-- What this task involves --
Rewrite the part of the study abstract starting with "Oxford Psychologists Ltd, Oxford, UK." and going on through "Oxford, Oxford, UK.", substituting "United Kingdom" for every "UK".

-- Given text --
= = = = =

Oxford Psychologists Ltd, Oxford, UK.
Oxford Cognitive Therapy Centre, Warneford Hospital, Oxford, UK.
Department of Psychiatry, University of Oxford, Oxford, UK.


Exposure-based cognitive-behaviour therapy (CBT) for anxiety disorders is an effective intervention, but the brain mechanisms driving recovery are largely unknown. In this experimental medicine study, we investigated to what degree CBT affects neural markers of anxiety at an early stage of treatment, to identify dynamic mechanistic changes which might be crucial in the process of recovery as opposed to those seen following full treatment completion. In a randomised controlled trial, unmedicated patients with panic disorder either received four weekly sessions of exposure-based CBT (N = 14) or were allocated to a waiting group (N = 14). Symptom severity was measured before and after the intervention. During functional magnetic resonance imaging (fMRI), patients performed an emotion regulation task, either viewing negative images naturally, or intentionally down-regulating negative affect using previously taught strategies. Four-session CBT led to marked reductions in symptoms and 71% of patients reached recovery status (versus 7% in the control group). This intervention normalised brain hyperactivation previously seen in panic disorder, particularly in areas linked to threat monitoring, fear memory, and maladaptive emotion regulation, such as amygdala, dorsomedial and dorsolateral prefrontal cortex, and temporal gyrus. Our findings suggest that optimal treatment doses for panic disorder might be much lower than previously thought. Furthermore, this is the first study to show that neural markers of anxiety change very early during CBT, highlighting potential neural mechanisms that might drive clinical recovery. Such knowledge is important for the development of more compact combination treatments targeting these mechanisms more effectively. (Neural Effects of Cognitive-behaviour Therapy in Panic Disorder;; NCT03251235).

= = = = =

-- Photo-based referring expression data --
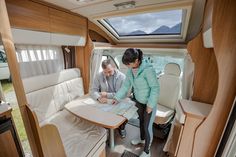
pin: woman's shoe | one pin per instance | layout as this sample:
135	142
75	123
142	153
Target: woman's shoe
144	154
122	133
137	141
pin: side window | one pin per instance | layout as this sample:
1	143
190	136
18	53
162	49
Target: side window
3	57
159	62
103	58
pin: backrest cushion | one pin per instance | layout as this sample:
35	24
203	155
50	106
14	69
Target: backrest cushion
170	86
47	94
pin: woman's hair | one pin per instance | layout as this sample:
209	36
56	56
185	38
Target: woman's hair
131	54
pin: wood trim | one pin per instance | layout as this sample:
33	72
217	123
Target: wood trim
14	70
206	75
48	138
223	29
26	14
88	52
186	143
65	23
80	63
7	145
103	153
151	45
207	23
51	142
83	55
50	5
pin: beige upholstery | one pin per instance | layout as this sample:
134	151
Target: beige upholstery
47	95
169	93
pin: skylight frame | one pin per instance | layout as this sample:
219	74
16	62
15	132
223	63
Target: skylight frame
147	38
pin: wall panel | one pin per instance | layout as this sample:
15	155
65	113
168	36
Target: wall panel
206	73
28	15
224	38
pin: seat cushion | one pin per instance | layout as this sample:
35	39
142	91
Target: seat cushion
163	114
79	137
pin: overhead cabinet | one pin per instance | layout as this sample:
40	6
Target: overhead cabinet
34	16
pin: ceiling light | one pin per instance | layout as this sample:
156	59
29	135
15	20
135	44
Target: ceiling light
125	5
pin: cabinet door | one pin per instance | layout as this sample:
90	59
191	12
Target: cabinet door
7	145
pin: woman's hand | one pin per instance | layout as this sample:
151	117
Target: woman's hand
148	109
102	100
104	94
114	102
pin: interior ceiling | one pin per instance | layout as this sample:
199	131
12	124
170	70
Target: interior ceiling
94	8
98	9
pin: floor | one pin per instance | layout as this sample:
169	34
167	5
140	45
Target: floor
124	144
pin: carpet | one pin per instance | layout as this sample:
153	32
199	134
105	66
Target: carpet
134	122
128	154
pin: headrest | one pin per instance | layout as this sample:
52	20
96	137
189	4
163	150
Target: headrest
172	69
42	81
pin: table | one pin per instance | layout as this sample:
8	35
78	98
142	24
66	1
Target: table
100	114
9	140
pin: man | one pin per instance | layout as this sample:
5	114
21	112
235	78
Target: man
106	84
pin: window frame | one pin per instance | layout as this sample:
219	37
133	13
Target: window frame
161	37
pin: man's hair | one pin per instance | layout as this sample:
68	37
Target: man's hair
105	63
131	54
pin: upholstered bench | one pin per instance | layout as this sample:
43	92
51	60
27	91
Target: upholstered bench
46	97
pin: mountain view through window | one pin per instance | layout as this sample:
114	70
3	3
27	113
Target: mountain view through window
158	23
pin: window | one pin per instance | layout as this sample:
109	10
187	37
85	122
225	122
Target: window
157	61
103	58
3	57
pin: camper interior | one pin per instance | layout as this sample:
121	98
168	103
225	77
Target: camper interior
52	54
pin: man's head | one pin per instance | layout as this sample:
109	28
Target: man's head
108	69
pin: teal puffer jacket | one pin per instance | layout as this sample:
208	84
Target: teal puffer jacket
145	84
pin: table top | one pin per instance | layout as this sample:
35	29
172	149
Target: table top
93	114
196	109
5	109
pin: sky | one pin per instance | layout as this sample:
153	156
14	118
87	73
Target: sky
147	22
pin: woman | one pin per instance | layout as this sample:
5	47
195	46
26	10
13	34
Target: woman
142	77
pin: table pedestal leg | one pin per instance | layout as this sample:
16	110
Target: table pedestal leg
111	142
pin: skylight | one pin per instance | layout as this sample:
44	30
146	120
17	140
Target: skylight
146	24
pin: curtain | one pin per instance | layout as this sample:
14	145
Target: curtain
69	56
2	97
187	79
95	63
39	60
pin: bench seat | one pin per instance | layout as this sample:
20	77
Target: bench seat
47	95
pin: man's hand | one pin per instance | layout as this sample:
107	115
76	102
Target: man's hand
114	102
102	100
148	109
104	94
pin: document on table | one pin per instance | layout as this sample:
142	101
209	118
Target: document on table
106	107
89	101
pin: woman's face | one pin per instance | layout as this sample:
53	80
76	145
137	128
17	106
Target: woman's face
134	65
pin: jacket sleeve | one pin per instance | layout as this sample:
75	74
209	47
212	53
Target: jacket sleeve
118	85
95	89
154	87
122	92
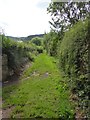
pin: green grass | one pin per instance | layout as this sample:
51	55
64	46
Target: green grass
41	93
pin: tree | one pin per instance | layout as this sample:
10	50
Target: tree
65	14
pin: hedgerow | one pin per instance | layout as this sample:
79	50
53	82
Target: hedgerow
73	60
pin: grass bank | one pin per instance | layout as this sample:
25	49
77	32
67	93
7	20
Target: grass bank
42	92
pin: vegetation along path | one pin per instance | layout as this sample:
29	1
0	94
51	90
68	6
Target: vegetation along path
43	93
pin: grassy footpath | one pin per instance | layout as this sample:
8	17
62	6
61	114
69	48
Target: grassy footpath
42	92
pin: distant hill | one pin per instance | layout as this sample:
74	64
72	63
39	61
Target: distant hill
25	38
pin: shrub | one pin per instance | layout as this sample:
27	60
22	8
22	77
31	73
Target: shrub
73	59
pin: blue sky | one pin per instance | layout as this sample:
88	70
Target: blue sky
24	17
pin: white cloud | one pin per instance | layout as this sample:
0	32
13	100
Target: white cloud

= = = = =

-- Written response --
Oxford Psychologists Ltd, Oxford, United Kingdom.
Oxford Cognitive Therapy Centre, Warneford Hospital, Oxford, United Kingdom.
Department of Psychiatry, University of Oxford, Oxford, United Kingdom.